▶ [Work instructions]: Can you return, word for word, everything in the Burgundy travel piece below from "The day our" down to "my own eyes."?

▶ [Selected extract]:
The day our big red bus drove south along the Côte de Nuits, I thought I was going to die and go to heaven right there. We passed sign after sign naming so many of the famous vineyards I had only ever read about in books and seen on wine labels – Chambertin, Charmes-Chambertin, Chambertin Clos de Beze, Clos de la Roche, Clos St-Denis, and Clos de Tart, just to name a few. I practically had tears in my eyes, not believing that I was actually there, seeing this hallowed land with my own eyes.
We stopped at Clos de Vougeot where we visited the Château du Clos de Vougeot. The first buildings on the site were built by the Citeaux monks in the 12th century when they realized the need for a place to make the wine from grapes grown on this vast vineyard. In 1551, Dom Loisier, the 48th Abbot of Citeaux decided to add to the buildings and the large castle in the vineyards was erected.
During the Revolution in 1790, the Château and the vineyard were confiscated and became “property of the nation.” During the next several decades, the domain changed owners many times and was near ruin when in 1889 a Burgundian by the name of Léonce Bocquet, saved the estate from certain destruction and spent vast sums of money restoring it.
In 1944, the Confrérie des Chevaliers du Tastevin, who had used the chateau since 1934, became the caretakers of the Clos de Vougeot, and took on the huge task of making the Château du Clos de Vougeot one of the shrines of Burgundy.

▶ [Extracted data]:

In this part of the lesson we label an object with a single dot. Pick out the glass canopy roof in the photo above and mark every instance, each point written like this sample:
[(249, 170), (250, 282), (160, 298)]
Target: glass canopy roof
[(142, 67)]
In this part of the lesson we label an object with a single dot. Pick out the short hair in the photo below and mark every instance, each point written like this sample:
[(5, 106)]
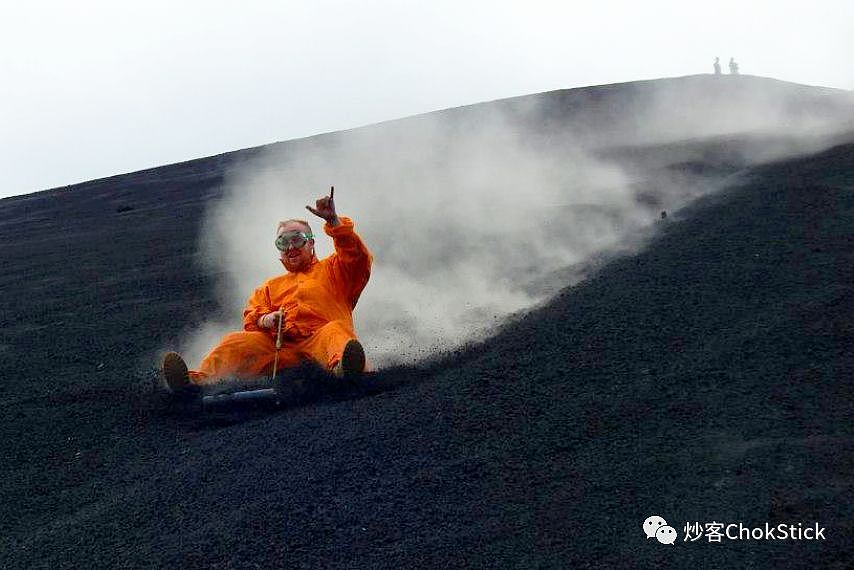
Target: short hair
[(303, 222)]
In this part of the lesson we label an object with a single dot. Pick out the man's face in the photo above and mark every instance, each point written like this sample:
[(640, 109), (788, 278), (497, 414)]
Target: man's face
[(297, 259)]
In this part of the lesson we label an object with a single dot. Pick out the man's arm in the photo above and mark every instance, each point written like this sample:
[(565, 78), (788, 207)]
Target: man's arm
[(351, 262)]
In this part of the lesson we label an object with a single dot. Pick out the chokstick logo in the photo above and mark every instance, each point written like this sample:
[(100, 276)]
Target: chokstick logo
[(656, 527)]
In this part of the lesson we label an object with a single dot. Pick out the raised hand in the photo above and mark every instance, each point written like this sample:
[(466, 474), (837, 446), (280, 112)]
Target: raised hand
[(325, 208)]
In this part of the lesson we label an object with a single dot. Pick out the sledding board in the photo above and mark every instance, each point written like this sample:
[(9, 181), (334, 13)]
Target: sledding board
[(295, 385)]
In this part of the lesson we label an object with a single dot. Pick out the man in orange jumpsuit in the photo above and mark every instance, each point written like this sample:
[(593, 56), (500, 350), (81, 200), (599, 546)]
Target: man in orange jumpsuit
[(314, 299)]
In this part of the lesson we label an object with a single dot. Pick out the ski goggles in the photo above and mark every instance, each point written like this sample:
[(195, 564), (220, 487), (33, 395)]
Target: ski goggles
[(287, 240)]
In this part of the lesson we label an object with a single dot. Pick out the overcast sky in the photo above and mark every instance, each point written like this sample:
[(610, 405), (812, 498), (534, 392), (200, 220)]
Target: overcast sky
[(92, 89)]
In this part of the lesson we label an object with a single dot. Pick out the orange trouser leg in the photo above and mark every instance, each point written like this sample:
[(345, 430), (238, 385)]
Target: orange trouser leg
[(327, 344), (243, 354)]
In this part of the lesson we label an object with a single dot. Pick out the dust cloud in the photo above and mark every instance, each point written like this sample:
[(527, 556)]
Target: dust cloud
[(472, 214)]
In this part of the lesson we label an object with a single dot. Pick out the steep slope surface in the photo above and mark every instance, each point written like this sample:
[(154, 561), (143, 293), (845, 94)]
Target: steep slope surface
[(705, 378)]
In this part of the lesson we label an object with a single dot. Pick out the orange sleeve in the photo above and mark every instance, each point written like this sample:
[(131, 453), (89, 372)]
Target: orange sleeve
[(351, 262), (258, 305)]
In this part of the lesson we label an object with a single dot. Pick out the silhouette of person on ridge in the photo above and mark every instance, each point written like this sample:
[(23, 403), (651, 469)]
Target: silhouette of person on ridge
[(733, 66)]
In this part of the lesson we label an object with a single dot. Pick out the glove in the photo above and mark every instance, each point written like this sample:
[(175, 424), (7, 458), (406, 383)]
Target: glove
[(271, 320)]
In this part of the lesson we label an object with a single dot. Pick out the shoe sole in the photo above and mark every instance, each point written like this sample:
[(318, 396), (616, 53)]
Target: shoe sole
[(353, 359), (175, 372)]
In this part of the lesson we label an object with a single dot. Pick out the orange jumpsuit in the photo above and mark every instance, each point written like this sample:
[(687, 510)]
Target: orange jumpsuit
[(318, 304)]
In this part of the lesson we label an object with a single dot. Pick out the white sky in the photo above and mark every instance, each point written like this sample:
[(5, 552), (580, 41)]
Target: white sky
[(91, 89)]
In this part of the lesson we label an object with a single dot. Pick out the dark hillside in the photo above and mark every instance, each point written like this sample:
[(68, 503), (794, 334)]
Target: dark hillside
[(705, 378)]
--
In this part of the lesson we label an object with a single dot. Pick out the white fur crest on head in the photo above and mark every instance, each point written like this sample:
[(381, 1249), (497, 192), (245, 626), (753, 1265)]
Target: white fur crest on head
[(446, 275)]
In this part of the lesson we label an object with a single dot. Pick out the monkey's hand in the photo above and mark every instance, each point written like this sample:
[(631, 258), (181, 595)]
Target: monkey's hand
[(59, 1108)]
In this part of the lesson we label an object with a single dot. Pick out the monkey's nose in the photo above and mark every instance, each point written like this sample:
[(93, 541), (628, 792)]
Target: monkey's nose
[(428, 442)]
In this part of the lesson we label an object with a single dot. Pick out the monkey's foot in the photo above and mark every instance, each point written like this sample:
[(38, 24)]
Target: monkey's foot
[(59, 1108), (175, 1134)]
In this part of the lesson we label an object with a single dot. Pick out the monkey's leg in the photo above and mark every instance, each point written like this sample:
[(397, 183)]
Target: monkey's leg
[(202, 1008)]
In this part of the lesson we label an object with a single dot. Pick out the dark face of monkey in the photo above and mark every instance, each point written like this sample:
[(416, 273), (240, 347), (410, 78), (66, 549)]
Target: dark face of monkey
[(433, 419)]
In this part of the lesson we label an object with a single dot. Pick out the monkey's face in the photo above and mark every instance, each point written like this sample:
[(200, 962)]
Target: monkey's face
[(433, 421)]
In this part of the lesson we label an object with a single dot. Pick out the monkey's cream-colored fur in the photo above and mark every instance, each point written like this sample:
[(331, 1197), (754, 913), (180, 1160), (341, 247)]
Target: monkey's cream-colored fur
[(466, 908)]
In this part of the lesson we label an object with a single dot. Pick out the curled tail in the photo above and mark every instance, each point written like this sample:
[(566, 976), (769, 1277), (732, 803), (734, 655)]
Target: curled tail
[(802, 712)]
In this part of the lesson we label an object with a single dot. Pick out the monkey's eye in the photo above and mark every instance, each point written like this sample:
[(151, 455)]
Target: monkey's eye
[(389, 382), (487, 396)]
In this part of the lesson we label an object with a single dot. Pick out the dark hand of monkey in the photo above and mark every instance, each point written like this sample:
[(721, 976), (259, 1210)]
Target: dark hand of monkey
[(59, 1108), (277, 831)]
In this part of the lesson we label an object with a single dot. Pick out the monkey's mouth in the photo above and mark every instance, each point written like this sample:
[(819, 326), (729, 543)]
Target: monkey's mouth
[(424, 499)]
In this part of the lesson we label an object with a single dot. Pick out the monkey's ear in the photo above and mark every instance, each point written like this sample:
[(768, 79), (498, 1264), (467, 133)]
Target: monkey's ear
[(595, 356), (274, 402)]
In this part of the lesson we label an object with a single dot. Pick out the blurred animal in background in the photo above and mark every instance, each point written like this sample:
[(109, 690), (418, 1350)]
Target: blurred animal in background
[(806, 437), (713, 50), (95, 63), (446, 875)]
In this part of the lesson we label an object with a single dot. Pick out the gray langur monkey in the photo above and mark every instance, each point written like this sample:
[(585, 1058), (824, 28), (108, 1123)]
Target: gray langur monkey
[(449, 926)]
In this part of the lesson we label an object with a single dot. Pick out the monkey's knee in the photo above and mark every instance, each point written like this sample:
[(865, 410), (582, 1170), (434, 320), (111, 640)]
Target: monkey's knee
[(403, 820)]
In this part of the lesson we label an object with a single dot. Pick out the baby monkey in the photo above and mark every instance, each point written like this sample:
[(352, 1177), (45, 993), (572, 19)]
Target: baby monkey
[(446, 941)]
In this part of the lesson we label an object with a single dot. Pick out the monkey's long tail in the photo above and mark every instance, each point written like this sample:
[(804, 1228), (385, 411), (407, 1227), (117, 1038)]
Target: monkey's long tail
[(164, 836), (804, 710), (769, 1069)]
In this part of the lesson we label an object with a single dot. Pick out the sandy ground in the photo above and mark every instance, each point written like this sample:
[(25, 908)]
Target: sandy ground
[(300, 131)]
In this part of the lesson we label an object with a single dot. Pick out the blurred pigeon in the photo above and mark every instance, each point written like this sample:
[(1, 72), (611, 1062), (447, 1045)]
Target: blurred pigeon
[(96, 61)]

▶ [Task solution]:
The day our big red bus drove south along the Côte de Nuits, I thought I was going to die and go to heaven right there. We passed sign after sign naming so many of the famous vineyards I had only ever read about in books and seen on wine labels – Chambertin, Charmes-Chambertin, Chambertin Clos de Beze, Clos de la Roche, Clos St-Denis, and Clos de Tart, just to name a few. I practically had tears in my eyes, not believing that I was actually there, seeing this hallowed land with my own eyes.